From the piece on charity requests below, transcribe word for word everything from "Every week I" down to "all want something.".

▸ Document excerpt
BEGIN

Every week I receive at least a couple of e-mail notices circulated by friends, organisations or even from people who don't know me at all asking for my money. Round the office someone is always collecting for something, raffle tickets, bake sales, barbecues, you name it, we have one or more going on. There is always a good cause, and they all want something.
I have bought bricks, paid for people's kids to walk around the savannah, supplied free services, cleaned out my bookshelves and closet, baked, written cheques etc. We all do it. But I've noticed that the number increases every week. Having been away from the office for a week my e-mail piled up, due to a glitch in the system I couldn't go in remotely and delete so it was all here when I got back. Going through and tossing I found quite a few "begging" notices, the average going cost for any one, $100.
Now we all know how little a hundred TT dollars will buy you these days, if I added up all the requests, just over a five day period, it was $500 and that was just from the office inbox, that does not count the inter-office notice board, my alternative e-mail address or nice ladies who go around collecting. And you know what, I'm tired of it. I fully support that charitable organisations have to solicit funds to do their work and I support a number of causes, giving my time and my resources. This does not bother me, I think it's the right thing to do. But I realised something fundamental about me, I'd prefer it if you come and ask me to give you $50 for your charity as opposed to saying pay $100 for a film or soup lunch or whatever.
You see, I know that you have to pay operating costs for the movie theatre, to supply wine or whatever for the opening, the fact is, most charities only get a portion of the actual money, the rest goes to covering costs. I've always wondered why people think they should have a dinner to raise money for the starving and other such. Wouldn't we be better off just giving them the same percentage of money that they would have gotten from the sale of tickets without the added costs of having a benefit. The cost in time and energy is also huge for most of these things.
Now I know you might be shaking your head at my naivete or supposed Scroogeness, I know people like to be seen to be doing "good works" hence the need for big gestures. People also want to say they did something good and they want a reward for their efforts at being good but how is this really helping the charity? Oh yes, I forgot, raising awareness, except that twenty years as a communications practitioner has taught me that awareness does not necessarily equal action or even interest. So where does that leave us?

END

▸ Input data
BEGIN

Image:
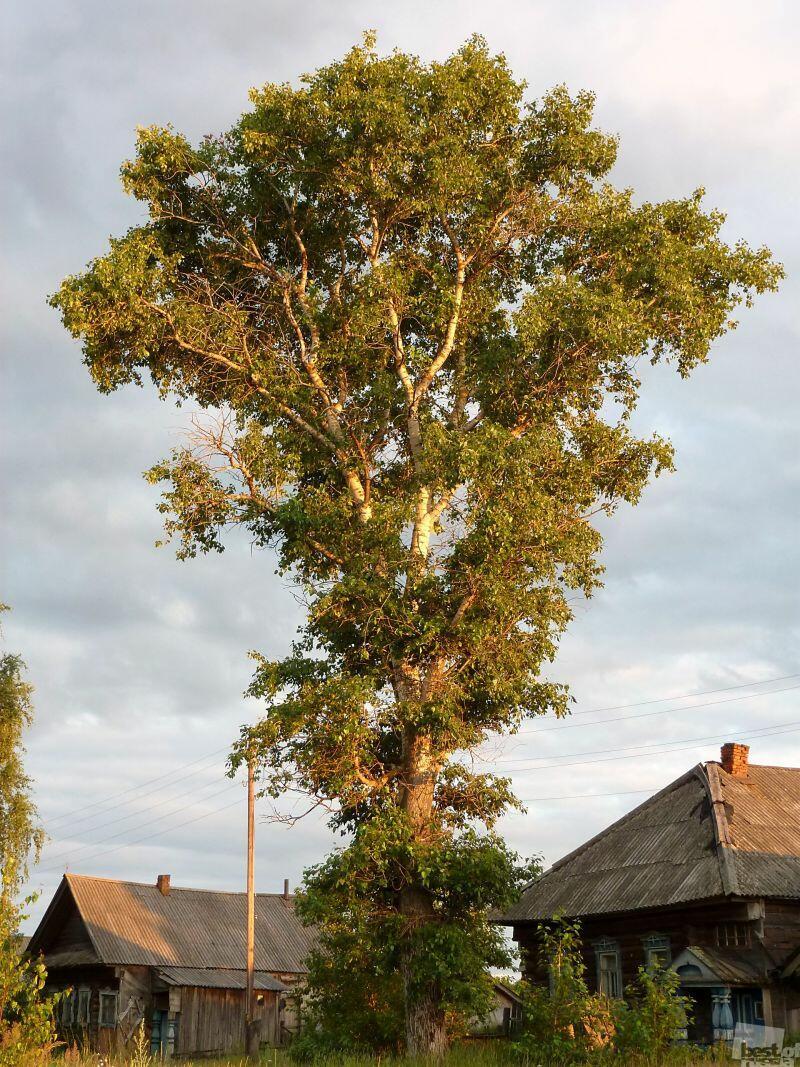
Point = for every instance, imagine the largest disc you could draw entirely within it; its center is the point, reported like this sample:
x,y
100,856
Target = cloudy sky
x,y
140,662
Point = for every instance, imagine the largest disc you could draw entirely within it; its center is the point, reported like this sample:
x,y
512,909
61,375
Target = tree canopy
x,y
411,307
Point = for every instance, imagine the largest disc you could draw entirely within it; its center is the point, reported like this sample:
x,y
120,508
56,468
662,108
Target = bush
x,y
653,1017
563,1023
27,1022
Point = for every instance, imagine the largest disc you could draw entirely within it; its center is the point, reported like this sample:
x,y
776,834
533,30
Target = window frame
x,y
733,934
607,949
68,1007
656,945
83,999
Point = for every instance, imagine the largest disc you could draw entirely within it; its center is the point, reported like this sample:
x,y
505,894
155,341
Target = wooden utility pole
x,y
251,1023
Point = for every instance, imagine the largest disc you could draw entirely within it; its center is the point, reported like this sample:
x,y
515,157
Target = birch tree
x,y
410,307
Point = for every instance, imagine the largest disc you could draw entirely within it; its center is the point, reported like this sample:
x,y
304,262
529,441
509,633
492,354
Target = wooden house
x,y
171,958
703,877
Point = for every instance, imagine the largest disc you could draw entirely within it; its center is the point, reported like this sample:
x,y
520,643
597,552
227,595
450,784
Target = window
x,y
84,999
657,952
108,1009
733,935
609,970
67,1008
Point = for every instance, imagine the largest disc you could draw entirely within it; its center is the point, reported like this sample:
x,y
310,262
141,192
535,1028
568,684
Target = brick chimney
x,y
734,759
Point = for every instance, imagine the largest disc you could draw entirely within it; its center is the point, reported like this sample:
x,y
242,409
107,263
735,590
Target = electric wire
x,y
136,789
685,696
104,801
696,743
113,837
662,711
147,837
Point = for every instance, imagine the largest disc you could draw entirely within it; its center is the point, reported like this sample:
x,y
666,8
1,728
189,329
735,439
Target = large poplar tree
x,y
413,308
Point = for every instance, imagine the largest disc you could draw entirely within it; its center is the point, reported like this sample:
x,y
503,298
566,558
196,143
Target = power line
x,y
686,696
148,822
104,802
776,731
662,711
584,796
147,837
136,789
157,803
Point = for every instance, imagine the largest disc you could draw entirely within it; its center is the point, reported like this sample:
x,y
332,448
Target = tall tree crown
x,y
419,307
412,306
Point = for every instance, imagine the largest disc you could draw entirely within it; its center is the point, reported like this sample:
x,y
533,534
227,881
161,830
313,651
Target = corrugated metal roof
x,y
736,967
217,978
133,923
707,834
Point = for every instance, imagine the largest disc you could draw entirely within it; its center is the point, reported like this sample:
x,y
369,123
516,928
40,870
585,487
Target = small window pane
x,y
108,1009
67,1008
84,997
609,974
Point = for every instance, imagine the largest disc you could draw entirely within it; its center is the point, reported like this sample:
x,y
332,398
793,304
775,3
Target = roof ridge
x,y
708,774
173,889
618,823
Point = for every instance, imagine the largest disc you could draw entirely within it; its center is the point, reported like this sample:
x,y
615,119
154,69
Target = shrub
x,y
653,1016
564,1022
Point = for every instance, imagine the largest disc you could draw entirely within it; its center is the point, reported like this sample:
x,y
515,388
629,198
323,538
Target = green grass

END

▸ Exercise response
Every week I receive at least a couple of e-mail notices circulated by friends, organisations or even from people who don't know me at all asking for my money. Round the office someone is always collecting for something, raffle tickets, bake sales, barbecues, you name it, we have one or more going on. There is always a good cause, and they all want something.